> [Texte de lecture]
+===+
Incidence de la programmation en architecture

Plusieurs auteurs s’accordent pour reconnaître à la programmation un rôle plus important que celui d’une simple production de document, d’un cahier des charges visant à la réalisation d’un projet. Ainsi, deux objectifs apportent davantage à la programmation architecturale : d’une part, concevoir une bonne architecture, et d’autre part, assurer une bonne communication (transmission de l’information) entre les différents intervenants, clients, architectes, ingénieurs, entrepreneurs, utilisateurs. Et bien sûr, une bonne programmation conduit à réduire considérablement les coûts en amont du processus de construction du bâtiment : « La démarche programmatique, bien au-delà de la seule production d’un programme, consiste en la mise en place des conditions appropriées de dialogue et de réflexion entre les acteurs d’une opération, au service d’un projet[4]. »
+===+
> [Données fournies]
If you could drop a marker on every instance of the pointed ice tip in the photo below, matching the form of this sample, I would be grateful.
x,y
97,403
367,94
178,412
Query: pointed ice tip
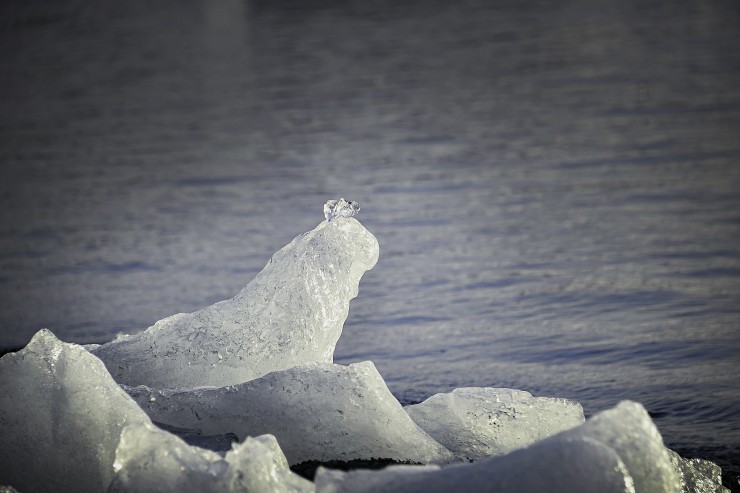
+===+
> [Actions demandées]
**a)** Présentez sous forme de liste numérotée toutes les lignes des entrées ci-dessus, en omettant les lignes vides. Laissez les images de côté dans votre réponse.
**b)** Rédigez la suite du texte sur la programmation architecturale, en reprenant juste après sa dernière phrase.

> [Réponses rédigées]
**a)**
1. If you could drop a marker on every instance of the pointed ice tip in the photo below, matching the form of this sample, I would be grateful.
2. x,y
3. 97,403
4. 367,94
5. 178,412
6. Query: pointed ice tip

**b)**
Ainsi, la programmation devient un véritable processus d’élaboration du projet où des éléments de conception peuvent être développés. Et l’une de ces pistes est l’intégration et la participation des futurs utilisateurs à l’élaboration de la commande[5]. Trop souvent, le projet d’architecture est élaboré de manière fermée. Les intervenants traditionnels (architectes, ingénieurs, etc.) croient connaître ce qui sera bien adapté pour les futurs utilisateurs, alors que le recours à un groupe d’utilisateurs collaborant à la prescription lors d’un échange itératif avec les intervenants professionnels peut contribuer grandement à l’augmentation de cette adaptation des espaces conçus, si leur intervention s’effectue en amont de la conception, lors de la programmation du projet.

Une telle démarche, pour aboutir, doit nécessairement faire appel à la participation de tous les intervenants, ce qui fait ressortir du même coup l’importance de la dimension communicationnelle qui doit être gérée à cette étape du processus entre tous les acteurs du projet d’architecture[6]. Comme nous le verrons dans la prochaine section, la dimension communicationnelle est particulièrement présente en architecture virtuelle. Ainsi, ce type de programmation participative devrait donc être facilité.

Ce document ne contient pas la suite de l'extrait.